* START Record extracts *

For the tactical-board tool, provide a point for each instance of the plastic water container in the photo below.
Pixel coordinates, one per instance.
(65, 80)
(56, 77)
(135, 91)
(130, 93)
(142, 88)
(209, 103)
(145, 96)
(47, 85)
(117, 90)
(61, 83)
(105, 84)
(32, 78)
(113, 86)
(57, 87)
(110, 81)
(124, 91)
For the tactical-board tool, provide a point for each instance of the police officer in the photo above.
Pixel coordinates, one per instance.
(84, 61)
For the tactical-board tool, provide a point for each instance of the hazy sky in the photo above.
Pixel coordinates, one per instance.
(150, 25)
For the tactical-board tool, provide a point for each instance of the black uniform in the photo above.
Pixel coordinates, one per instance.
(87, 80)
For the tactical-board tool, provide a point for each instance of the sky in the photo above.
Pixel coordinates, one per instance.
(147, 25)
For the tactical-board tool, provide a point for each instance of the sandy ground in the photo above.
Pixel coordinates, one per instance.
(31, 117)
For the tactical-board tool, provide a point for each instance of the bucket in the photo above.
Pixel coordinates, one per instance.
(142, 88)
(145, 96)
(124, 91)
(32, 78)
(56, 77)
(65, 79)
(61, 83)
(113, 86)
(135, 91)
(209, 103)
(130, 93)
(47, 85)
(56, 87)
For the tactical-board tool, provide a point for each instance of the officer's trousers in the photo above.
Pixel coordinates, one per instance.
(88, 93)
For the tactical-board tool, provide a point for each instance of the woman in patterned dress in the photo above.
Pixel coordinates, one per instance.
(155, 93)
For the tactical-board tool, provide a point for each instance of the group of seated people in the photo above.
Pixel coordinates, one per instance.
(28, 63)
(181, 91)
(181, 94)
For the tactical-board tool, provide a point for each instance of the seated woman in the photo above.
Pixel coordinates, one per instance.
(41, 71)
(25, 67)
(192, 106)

* END Record extracts *

Repeat all of the lines above in full, adding 116 to every x and y coordinate.

For the tactical-board tool, provide a point for each instance of the plastic water container in the photo below.
Pixel coordinates, one per instance.
(181, 196)
(172, 193)
(251, 207)
(246, 209)
(258, 204)
(325, 219)
(261, 212)
(163, 201)
(233, 206)
(177, 199)
(221, 200)
(148, 194)
(229, 202)
(173, 203)
(226, 197)
(240, 207)
For the tactical-board tool, provide a point for each instance of the police officer in the photo above.
Pixel coordinates, one per instance.
(200, 177)
For the tactical-board tool, provide a point for each instance of the hazy sky in the photo above.
Pixel coordinates, one per instance.
(266, 141)
For the tactical-board tool, provide a point for each instance of the black uniform in the photo above.
Pixel coordinates, one per instance.
(203, 196)
For the tactical-board tool, provide a point for each instance of the sky in the photo above.
Pixel coordinates, one per instance.
(263, 141)
For the tactical-board tool, provide a point for each instance of the sandy ground in the photo above.
Pixel coordinates, one per instance.
(147, 233)
For the tactical-board tool, provide a point for each instance of the bucket in the photo above.
Pixel coordinates, one per instance.
(258, 204)
(261, 212)
(240, 207)
(148, 194)
(172, 193)
(181, 195)
(177, 199)
(229, 202)
(251, 207)
(325, 219)
(246, 209)
(163, 201)
(172, 203)
For the tactical-board tool, provide a point for each instance of the officer's trousers in the photo above.
Pixel coordinates, one per instance.
(204, 209)
For the tactical-board tool, provide a point for each instance of the woman in patterned dress in the photo above.
Pixel coordinates, one per instance.
(271, 209)
For the tactical-board tool, provide a point for each instance of the group of seated people in the photo above.
Pixel coordinates, one per instance.
(144, 179)
(297, 207)
(297, 210)
For the tactical-board tool, provide a point for each instance of the seated woman in the photo above.
Pixel coordinates, one per instance.
(157, 187)
(141, 183)
(308, 222)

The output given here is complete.